§ **DIRECTIONS**:
Will you write out the data exactly, excluding every picture?

§ **WORKING DATA**:

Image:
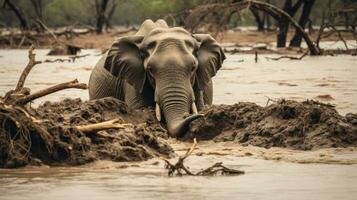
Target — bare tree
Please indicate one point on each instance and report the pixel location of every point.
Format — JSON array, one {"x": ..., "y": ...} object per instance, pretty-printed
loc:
[
  {"x": 304, "y": 18},
  {"x": 101, "y": 17},
  {"x": 38, "y": 7},
  {"x": 283, "y": 22},
  {"x": 18, "y": 12}
]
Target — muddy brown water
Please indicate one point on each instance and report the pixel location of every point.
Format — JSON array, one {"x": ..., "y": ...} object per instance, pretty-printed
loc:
[{"x": 270, "y": 174}]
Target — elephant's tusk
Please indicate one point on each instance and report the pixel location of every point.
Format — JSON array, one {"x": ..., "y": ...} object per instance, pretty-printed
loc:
[
  {"x": 158, "y": 112},
  {"x": 194, "y": 108}
]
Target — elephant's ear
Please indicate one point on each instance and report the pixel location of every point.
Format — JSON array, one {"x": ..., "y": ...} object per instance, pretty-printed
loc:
[
  {"x": 124, "y": 61},
  {"x": 210, "y": 58}
]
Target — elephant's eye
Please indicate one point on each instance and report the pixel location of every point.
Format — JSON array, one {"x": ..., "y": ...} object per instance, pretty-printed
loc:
[
  {"x": 151, "y": 45},
  {"x": 189, "y": 44},
  {"x": 144, "y": 54}
]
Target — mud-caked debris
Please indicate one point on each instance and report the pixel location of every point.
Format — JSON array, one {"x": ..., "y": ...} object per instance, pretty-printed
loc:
[
  {"x": 65, "y": 145},
  {"x": 296, "y": 125}
]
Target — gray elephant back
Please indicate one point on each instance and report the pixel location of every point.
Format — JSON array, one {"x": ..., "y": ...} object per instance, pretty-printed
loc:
[
  {"x": 148, "y": 25},
  {"x": 103, "y": 84}
]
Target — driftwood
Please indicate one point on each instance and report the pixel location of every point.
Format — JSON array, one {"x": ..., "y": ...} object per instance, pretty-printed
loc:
[
  {"x": 111, "y": 124},
  {"x": 179, "y": 169},
  {"x": 18, "y": 126},
  {"x": 22, "y": 96},
  {"x": 200, "y": 13},
  {"x": 288, "y": 57}
]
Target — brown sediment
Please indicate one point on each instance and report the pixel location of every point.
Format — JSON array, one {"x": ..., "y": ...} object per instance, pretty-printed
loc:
[
  {"x": 295, "y": 125},
  {"x": 65, "y": 145},
  {"x": 308, "y": 125},
  {"x": 324, "y": 97}
]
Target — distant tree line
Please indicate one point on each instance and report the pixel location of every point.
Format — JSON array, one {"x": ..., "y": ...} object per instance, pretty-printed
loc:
[{"x": 104, "y": 14}]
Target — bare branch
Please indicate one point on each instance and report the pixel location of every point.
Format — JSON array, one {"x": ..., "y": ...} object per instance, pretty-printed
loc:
[
  {"x": 114, "y": 123},
  {"x": 288, "y": 57},
  {"x": 32, "y": 62},
  {"x": 179, "y": 168},
  {"x": 50, "y": 90}
]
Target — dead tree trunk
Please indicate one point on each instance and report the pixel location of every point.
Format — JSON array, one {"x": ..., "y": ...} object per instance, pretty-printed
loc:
[
  {"x": 283, "y": 22},
  {"x": 108, "y": 24},
  {"x": 18, "y": 13},
  {"x": 260, "y": 20},
  {"x": 38, "y": 7},
  {"x": 101, "y": 18},
  {"x": 283, "y": 25},
  {"x": 304, "y": 18}
]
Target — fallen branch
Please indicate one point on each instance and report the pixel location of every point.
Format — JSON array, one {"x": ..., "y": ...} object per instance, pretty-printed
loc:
[
  {"x": 288, "y": 57},
  {"x": 32, "y": 62},
  {"x": 50, "y": 90},
  {"x": 70, "y": 59},
  {"x": 114, "y": 123},
  {"x": 22, "y": 95},
  {"x": 216, "y": 169}
]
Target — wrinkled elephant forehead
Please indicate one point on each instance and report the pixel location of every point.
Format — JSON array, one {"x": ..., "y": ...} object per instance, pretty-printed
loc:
[{"x": 162, "y": 33}]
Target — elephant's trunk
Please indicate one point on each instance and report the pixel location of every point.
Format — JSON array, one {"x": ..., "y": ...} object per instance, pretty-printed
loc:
[{"x": 176, "y": 100}]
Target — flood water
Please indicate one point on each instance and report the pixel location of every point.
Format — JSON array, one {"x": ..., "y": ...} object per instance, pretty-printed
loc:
[{"x": 323, "y": 174}]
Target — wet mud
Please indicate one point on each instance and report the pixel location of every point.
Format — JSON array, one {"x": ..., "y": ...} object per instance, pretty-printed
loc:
[
  {"x": 66, "y": 145},
  {"x": 307, "y": 125}
]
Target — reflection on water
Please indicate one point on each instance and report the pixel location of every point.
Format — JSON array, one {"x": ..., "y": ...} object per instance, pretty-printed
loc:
[
  {"x": 309, "y": 78},
  {"x": 263, "y": 180},
  {"x": 237, "y": 81}
]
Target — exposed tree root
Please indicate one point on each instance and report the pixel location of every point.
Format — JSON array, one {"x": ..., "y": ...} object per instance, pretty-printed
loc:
[
  {"x": 114, "y": 123},
  {"x": 19, "y": 129},
  {"x": 179, "y": 168},
  {"x": 288, "y": 57}
]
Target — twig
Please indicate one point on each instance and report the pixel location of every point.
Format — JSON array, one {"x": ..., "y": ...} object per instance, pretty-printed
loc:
[
  {"x": 288, "y": 57},
  {"x": 50, "y": 90},
  {"x": 32, "y": 62},
  {"x": 70, "y": 59},
  {"x": 114, "y": 123},
  {"x": 178, "y": 168}
]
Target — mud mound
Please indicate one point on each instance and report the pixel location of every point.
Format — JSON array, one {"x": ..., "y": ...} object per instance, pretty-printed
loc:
[
  {"x": 62, "y": 144},
  {"x": 296, "y": 125}
]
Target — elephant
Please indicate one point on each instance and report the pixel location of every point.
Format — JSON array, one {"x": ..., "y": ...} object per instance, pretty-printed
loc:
[{"x": 162, "y": 67}]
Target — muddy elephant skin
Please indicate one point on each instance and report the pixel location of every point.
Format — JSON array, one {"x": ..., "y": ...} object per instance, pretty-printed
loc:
[{"x": 167, "y": 68}]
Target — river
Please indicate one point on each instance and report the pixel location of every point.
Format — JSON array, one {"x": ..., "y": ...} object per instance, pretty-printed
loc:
[{"x": 269, "y": 173}]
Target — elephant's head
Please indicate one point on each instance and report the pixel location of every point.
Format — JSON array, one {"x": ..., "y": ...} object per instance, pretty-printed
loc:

§ **SOLVED EXERCISE**:
Image:
Target — bare tree
Please indicate one point on each instance and report the pixel location of every point.
Format — JSON array, one {"x": ..., "y": ...} object per instance, pretty-printed
loc:
[
  {"x": 304, "y": 18},
  {"x": 101, "y": 17},
  {"x": 38, "y": 7},
  {"x": 283, "y": 22},
  {"x": 18, "y": 12}
]
Target — muddy brown water
Please indicate one point on each instance and report the pixel location of every point.
Format — JSON array, one {"x": ..., "y": ...} object per instance, pretty-printed
loc:
[{"x": 270, "y": 174}]
Target — elephant's tusk
Please indicate one point on each instance and report the pixel location of every point.
Format — JSON array, one {"x": ..., "y": ...} object per instance, pretty-printed
loc:
[
  {"x": 158, "y": 112},
  {"x": 194, "y": 108}
]
Target — elephant's ear
Please indicate one point on each instance and report the pixel location of every point.
Format — JSON array, one {"x": ..., "y": ...} object per instance, pretty-printed
loc:
[
  {"x": 124, "y": 61},
  {"x": 210, "y": 58}
]
Target — elephant's eye
Please indicate one point on each instance and report the pixel location of every point.
Format — JSON array, one {"x": ..., "y": ...} object per instance, pretty-printed
loc:
[
  {"x": 151, "y": 45},
  {"x": 189, "y": 44},
  {"x": 144, "y": 54}
]
Target — mud-caked debris
Please indicate one point on each instance and report the pixel location of every point.
Format — JSON array, one {"x": ..., "y": ...} object per instance, pretty-printed
loc:
[
  {"x": 65, "y": 145},
  {"x": 296, "y": 125}
]
Target — gray elephant back
Please indicate one point on each instance and report the pixel location of every point.
Format — JSON array, one {"x": ..., "y": ...} object per instance, pretty-printed
loc:
[
  {"x": 148, "y": 25},
  {"x": 103, "y": 84}
]
Target — driftwood
Please indicate one point on each instance and report the pixel location of every point.
Format — JSON array, one {"x": ..., "y": ...} object per instance, pretty-printed
loc:
[
  {"x": 111, "y": 124},
  {"x": 179, "y": 169},
  {"x": 18, "y": 126},
  {"x": 22, "y": 96},
  {"x": 200, "y": 13},
  {"x": 288, "y": 57}
]
Target — brown sediment
Please indicate one point on each instance and report the pixel location of every point.
Format — JSON array, one {"x": ..., "y": ...} object per instance, pretty-printed
loc:
[
  {"x": 295, "y": 125},
  {"x": 65, "y": 145},
  {"x": 308, "y": 125},
  {"x": 324, "y": 97}
]
Target — distant tree line
Please indicate one point on each instance and report the pixel location of every point.
Format — JSON array, one {"x": ..., "y": ...} object per instance, pretty-printed
loc:
[{"x": 104, "y": 14}]
Target — bare branch
Please indicate one point on each instance and report the pixel location of every point.
Format — JSON array, one {"x": ..., "y": ...} object per instance, pretty-printed
loc:
[
  {"x": 114, "y": 123},
  {"x": 288, "y": 57},
  {"x": 32, "y": 62},
  {"x": 179, "y": 168},
  {"x": 50, "y": 90}
]
Target — dead tree trunk
Please indicate one point on each instance and report the pixel location of every point.
Format — JSON array, one {"x": ..., "y": ...} object per instance, pretty-printed
loc:
[
  {"x": 283, "y": 22},
  {"x": 108, "y": 24},
  {"x": 18, "y": 13},
  {"x": 260, "y": 20},
  {"x": 38, "y": 7},
  {"x": 101, "y": 18},
  {"x": 283, "y": 25},
  {"x": 304, "y": 18}
]
Target — fallen branch
Please indicate one point on each instance and report the pixel location of every point.
Format — JSON array, one {"x": ..., "y": ...} object per instance, pretty-printed
loc:
[
  {"x": 288, "y": 57},
  {"x": 32, "y": 62},
  {"x": 50, "y": 90},
  {"x": 70, "y": 59},
  {"x": 114, "y": 123},
  {"x": 22, "y": 95},
  {"x": 216, "y": 169}
]
Target — wrinkled elephant forehead
Please indicate one point on each instance and report the pixel location of every point.
Format — JSON array, one {"x": ..., "y": ...} object per instance, pretty-printed
loc:
[{"x": 162, "y": 33}]
Target — elephant's trunk
Please indicate one point on each instance and report the pixel location of every point.
Format — JSON array, one {"x": ..., "y": ...} object per instance, pretty-printed
loc:
[{"x": 176, "y": 100}]
Target — flood water
Please indicate one point on each instance and report the pixel location of every point.
Format — JSON array, one {"x": ..., "y": ...} object per instance, pretty-printed
loc:
[{"x": 323, "y": 174}]
Target — wet mud
Please indicate one point on each instance and report the pixel location of every point.
Format — JSON array, one {"x": ..., "y": ...} object per instance, pretty-printed
loc:
[
  {"x": 66, "y": 145},
  {"x": 307, "y": 125}
]
Target — reflection on water
Please indicate one point on each instance and report the pixel location of every point.
Format — JSON array, one {"x": ..., "y": ...} object per instance, pretty-printed
loc:
[
  {"x": 309, "y": 78},
  {"x": 263, "y": 180},
  {"x": 237, "y": 81}
]
Target — exposed tree root
Please indicate one point on each instance and report the pixel location of every point.
Format — JSON array, one {"x": ..., "y": ...} object per instance, pretty-printed
loc:
[
  {"x": 114, "y": 123},
  {"x": 19, "y": 129},
  {"x": 179, "y": 168},
  {"x": 288, "y": 57}
]
Target — twig
Please indicate one point on each instance and report the pixel location of every point.
Format — JSON array, one {"x": ..., "y": ...} object per instance, pretty-printed
loc:
[
  {"x": 288, "y": 57},
  {"x": 50, "y": 90},
  {"x": 32, "y": 62},
  {"x": 70, "y": 59},
  {"x": 114, "y": 123},
  {"x": 178, "y": 168}
]
Target — mud mound
Please indicate one point on each instance and report the pixel location of every point.
Format — JSON array, one {"x": ..., "y": ...} object per instance, pretty-printed
loc:
[
  {"x": 62, "y": 144},
  {"x": 296, "y": 125}
]
Target — elephant
Please indicate one point on each instance and report the pixel location of every point.
Format — JSON array, one {"x": ..., "y": ...} object per instance, pretty-printed
loc:
[{"x": 162, "y": 67}]
Target — muddy elephant skin
Please indicate one point on each instance and report the pixel location of every point.
Format — JSON array, one {"x": ..., "y": ...} object per instance, pretty-printed
loc:
[{"x": 167, "y": 68}]
Target — river
Please indicate one point on each instance and report the pixel location of every point.
Format — JSON array, one {"x": ..., "y": ...} object per instance, pretty-printed
loc:
[{"x": 269, "y": 173}]
Target — elephant's head
Please indicate one point on each instance and report the pixel location of every point.
Format — JSON array, one {"x": ..., "y": ...} object per instance, pretty-printed
loc:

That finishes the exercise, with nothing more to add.